═══ EXTRACTED TEXT ═══
Character level models can learn non-trivial syntax

Back in 2015, Andrej Karpathy published The Unreasonable Effectiveness of Recurrent Neural Networks in which he trained a recurrent neural network to write almost sensible C code. Here is an example (copy pasted from his post)

/*
 * Increment the size file of the new incorrect UI_FILTER group information
 * of the size generatively.
 */
static int indicate_policy(void)
{
  int error;
  if (fd == MARN_EPT) {
    /*
     * The kernel blank will coeld it to userspace.
     */
    if (ss->segment < mem_total)
      unblock_graph_and_set_blocked();
    else
      ret = 1;
    goto bail;
  }
  segaddr = in_SB(in.addr);
  selector = seg / 16;
  setup_works = true;
  for (i = 0; i < blocks; i++) {
    seq = buf[i++];
    bpf = bd->bd.next + i * search;
    if (fd) {
      current = blocked;
    }
  }
  rw->name = "Getjbbregs";
  bprm_self_clearl(&iv->version);
  regs->new = blocks[(BPF_STATS << info->historidac)] | PFMR_CLOBATHINC_SECONDS << 12;
  return segtable;
}

Yoav Goldberg wrote a follow up to Karpathy's blog and said

Impressive stuff, huh? How could the network learn to imitate the input like that? Indeed. I was quite impressed as well. However, it feels to me that most readers of the post are impressed by the wrong reasons. This is because they are not familiar with unsmoothed maximum-likelihood character level language models and their unreasonable effectiveness at generating rather convincing natural language outputs. ... Generating English a character at a time -- not so impressive in my view. The RNN needs to learn the previous nn letters, for a rather small nn, and that's it.

However, the code-generation example is very impressive. Why? because of the context awareness. Note that in all of the posted examples, the code is well indented, the braces and brackets are correctly nested, and even the comments start and end correctly. This is not something that can be achieved by simply looking at the previous nn letters.

In that sense, Karpathy demonstrated that we can reasonably expect a character level model to pick up on "deep" structures of language and leverage them. Karpathy trained a language model, which by itself is not particularly useful, but we'll come back to why we think this illustrates the compelling power of character level models for applied NLP.

Character level models can "understand" sentiment

In 2017, OpenAI released a blog post and paper where they trained a character level language model on Amazon reviews and discovered that the model learned to pick up on sentiment, by itself. OpenAI Neural Sentiment Some of the details of the experiment make it sound a bit impractical

We first trained a multiplicative LSTM with 4,096 units on a corpus of 82 million Amazon reviews to predict the next character in a chunk of text. Training took one month across four NVIDIA Pascal GPUs, with our model processing 12,500 characters per second.

Still, the paper illustrates that character level models can capture the semantic properties of text, essentially from first principles.
═══ EXCERPTED RECORDS ═══
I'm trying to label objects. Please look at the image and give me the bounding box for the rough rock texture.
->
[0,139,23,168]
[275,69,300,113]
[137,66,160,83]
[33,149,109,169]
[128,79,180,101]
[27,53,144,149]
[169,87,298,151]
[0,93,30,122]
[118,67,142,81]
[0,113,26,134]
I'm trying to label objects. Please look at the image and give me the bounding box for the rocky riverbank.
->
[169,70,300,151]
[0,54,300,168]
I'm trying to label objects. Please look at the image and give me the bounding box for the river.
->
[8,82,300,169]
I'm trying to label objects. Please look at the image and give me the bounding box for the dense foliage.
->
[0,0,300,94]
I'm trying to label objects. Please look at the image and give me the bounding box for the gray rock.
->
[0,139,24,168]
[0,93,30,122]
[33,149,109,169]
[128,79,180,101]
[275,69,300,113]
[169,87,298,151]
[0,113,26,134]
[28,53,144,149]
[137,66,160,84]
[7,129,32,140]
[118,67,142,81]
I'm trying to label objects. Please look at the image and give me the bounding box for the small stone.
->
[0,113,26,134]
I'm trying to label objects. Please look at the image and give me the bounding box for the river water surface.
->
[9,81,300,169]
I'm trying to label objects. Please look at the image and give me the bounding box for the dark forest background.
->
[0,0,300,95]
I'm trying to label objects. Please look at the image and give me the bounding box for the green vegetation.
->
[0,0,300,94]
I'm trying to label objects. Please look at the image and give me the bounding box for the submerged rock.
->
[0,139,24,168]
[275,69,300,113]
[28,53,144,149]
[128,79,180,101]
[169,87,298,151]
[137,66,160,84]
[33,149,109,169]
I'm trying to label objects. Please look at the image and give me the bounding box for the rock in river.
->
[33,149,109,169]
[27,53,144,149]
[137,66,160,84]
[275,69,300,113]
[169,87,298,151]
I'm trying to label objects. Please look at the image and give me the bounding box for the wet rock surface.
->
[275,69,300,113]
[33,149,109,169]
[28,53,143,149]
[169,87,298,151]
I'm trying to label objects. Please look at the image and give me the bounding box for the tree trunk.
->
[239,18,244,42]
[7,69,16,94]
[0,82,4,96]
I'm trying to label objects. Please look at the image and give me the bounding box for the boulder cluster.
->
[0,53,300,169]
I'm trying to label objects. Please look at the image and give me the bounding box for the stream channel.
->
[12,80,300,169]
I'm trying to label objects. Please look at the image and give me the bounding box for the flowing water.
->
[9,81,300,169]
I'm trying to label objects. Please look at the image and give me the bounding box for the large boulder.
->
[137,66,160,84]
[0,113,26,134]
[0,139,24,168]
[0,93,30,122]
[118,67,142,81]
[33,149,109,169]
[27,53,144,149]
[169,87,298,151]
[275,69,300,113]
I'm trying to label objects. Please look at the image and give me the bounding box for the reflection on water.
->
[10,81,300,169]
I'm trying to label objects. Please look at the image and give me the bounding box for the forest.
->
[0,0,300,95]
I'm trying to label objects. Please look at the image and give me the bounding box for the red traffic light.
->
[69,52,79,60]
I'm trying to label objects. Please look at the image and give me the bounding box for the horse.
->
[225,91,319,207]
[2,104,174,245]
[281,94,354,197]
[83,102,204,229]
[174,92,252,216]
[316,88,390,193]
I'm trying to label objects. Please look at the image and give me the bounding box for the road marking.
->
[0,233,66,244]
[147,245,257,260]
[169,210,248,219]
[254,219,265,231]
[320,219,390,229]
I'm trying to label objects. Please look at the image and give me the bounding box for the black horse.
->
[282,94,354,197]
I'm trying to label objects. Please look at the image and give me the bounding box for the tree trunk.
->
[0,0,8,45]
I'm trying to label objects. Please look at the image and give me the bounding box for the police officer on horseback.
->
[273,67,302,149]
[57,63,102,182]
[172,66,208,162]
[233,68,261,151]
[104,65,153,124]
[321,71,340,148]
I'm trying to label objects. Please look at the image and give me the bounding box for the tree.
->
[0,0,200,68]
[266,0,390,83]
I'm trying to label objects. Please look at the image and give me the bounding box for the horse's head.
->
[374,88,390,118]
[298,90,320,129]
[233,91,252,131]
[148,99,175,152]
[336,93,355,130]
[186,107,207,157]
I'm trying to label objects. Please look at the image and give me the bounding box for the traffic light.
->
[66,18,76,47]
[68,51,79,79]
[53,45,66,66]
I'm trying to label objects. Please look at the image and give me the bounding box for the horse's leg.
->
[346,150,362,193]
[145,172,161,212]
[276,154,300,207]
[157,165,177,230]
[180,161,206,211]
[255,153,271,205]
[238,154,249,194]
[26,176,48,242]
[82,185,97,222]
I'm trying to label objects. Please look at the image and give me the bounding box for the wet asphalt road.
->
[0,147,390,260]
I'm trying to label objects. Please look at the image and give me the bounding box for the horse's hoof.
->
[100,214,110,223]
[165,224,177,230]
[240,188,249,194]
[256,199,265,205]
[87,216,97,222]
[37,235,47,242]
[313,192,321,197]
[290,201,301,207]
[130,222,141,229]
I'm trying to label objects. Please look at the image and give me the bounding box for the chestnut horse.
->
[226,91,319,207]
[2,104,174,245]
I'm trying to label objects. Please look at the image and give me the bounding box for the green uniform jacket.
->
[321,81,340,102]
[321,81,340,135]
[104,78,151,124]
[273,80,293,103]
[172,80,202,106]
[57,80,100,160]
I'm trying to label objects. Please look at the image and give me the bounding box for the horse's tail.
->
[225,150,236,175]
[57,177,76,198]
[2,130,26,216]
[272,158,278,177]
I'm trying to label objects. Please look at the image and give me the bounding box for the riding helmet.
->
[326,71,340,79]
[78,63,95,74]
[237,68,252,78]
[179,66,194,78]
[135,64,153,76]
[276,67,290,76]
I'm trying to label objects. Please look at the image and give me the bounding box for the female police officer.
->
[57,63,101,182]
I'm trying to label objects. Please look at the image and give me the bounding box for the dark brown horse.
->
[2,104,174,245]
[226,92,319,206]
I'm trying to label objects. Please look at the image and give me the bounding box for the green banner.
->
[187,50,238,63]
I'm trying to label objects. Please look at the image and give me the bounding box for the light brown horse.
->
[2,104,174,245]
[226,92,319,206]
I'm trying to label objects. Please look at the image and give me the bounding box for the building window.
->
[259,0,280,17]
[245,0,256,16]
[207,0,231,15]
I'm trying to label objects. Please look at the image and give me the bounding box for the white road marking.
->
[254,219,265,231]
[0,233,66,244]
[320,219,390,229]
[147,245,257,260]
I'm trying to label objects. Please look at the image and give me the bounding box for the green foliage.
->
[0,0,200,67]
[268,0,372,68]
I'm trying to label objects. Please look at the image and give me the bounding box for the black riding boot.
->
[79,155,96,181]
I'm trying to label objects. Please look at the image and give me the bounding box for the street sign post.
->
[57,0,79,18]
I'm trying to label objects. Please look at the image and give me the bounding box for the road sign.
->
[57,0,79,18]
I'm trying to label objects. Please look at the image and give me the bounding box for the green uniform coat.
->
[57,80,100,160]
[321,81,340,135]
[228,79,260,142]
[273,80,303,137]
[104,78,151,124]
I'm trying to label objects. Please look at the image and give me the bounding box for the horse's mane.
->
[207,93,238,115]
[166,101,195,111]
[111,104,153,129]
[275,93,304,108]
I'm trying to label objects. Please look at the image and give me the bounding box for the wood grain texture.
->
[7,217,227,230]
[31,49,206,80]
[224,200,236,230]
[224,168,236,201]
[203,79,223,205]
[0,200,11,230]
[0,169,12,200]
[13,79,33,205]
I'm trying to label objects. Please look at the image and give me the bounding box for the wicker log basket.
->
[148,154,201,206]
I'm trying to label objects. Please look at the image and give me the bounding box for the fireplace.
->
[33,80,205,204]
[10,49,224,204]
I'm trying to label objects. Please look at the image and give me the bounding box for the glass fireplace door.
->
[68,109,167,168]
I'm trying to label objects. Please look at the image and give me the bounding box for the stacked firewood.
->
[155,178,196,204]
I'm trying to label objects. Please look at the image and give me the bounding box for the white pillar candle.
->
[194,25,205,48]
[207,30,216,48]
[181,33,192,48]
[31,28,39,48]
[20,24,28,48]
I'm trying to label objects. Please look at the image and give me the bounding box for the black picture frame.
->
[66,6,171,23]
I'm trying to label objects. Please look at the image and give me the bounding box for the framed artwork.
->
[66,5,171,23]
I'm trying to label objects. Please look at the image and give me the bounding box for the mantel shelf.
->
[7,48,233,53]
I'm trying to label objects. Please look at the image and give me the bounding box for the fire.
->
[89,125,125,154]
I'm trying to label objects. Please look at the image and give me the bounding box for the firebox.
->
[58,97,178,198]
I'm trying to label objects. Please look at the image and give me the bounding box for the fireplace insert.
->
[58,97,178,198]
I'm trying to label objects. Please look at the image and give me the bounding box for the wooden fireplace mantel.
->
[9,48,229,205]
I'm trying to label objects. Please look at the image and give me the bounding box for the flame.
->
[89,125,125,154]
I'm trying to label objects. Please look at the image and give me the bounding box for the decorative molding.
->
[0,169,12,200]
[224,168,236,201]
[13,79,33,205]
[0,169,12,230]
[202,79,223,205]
═══
═══ EXCERPTED RECORDS ═══
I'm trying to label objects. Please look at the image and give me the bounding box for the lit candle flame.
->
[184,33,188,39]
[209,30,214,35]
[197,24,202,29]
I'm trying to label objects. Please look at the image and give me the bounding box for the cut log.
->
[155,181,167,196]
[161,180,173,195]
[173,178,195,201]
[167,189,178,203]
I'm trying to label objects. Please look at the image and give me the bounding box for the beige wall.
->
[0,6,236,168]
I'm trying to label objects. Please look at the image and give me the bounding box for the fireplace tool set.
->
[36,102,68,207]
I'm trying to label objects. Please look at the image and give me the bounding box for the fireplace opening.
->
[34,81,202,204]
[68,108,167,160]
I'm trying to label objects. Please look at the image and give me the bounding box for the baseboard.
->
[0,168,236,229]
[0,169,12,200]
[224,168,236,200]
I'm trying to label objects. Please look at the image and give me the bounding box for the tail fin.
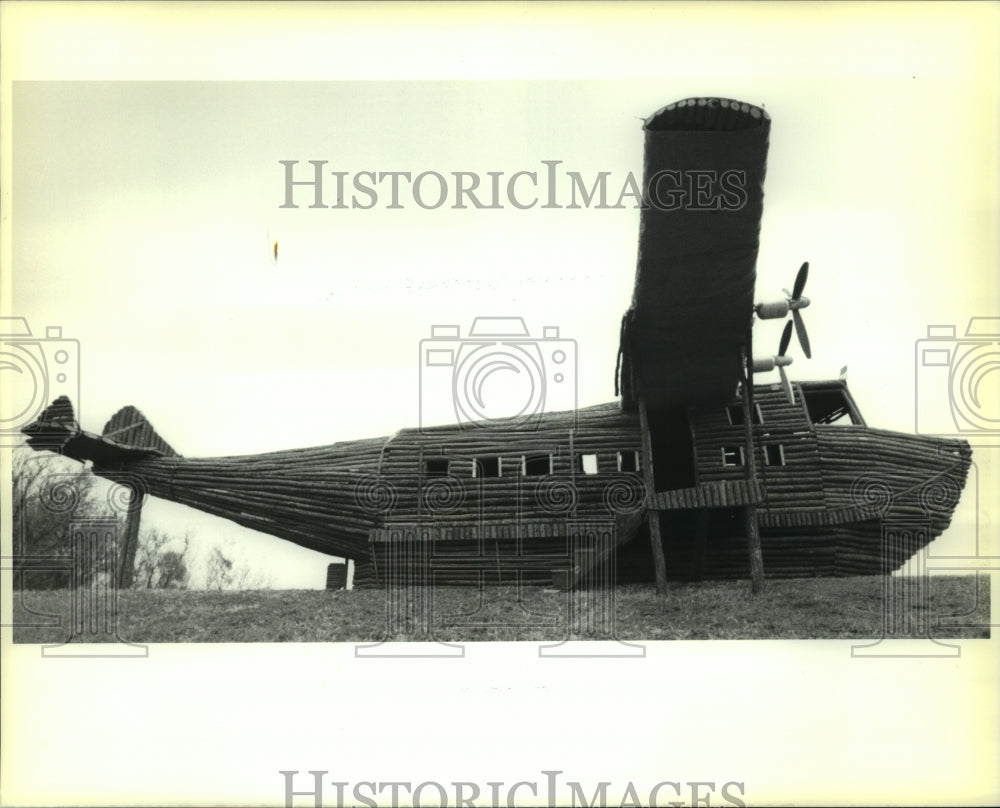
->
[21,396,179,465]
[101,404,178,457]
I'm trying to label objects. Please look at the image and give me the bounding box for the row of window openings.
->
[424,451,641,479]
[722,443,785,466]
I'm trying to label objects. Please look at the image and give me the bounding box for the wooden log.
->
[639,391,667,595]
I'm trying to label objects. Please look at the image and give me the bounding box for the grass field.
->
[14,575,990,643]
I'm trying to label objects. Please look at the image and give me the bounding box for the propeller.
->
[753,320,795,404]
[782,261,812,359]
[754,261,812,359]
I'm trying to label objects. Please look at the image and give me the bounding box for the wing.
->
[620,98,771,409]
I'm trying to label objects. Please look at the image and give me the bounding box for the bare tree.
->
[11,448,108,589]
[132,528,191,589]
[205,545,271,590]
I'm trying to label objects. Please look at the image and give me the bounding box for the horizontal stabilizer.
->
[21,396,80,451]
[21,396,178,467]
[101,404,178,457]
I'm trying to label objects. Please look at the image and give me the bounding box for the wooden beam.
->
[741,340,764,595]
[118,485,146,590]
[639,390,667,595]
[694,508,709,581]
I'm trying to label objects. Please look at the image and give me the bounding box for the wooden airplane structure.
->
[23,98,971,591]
═══
● **YOUR TASK**
Do these statements agree with the text on character level models? Answer yes or no for each, and quote the deciding words. 1. Karpathy trained a recurrent neural network to write C code. 2. OpenAI's model took one week to train. 3. Goldberg considered generating English a character at a time very impressive.

● **TASK RESULT**
1. Yes: "he trained a recurrent neural network to write almost sensible C code."
2. No: "Training took one month across four NVIDIA Pascal GPUs"
3. No: "Generating English a character at a time -- not so impressive in my view."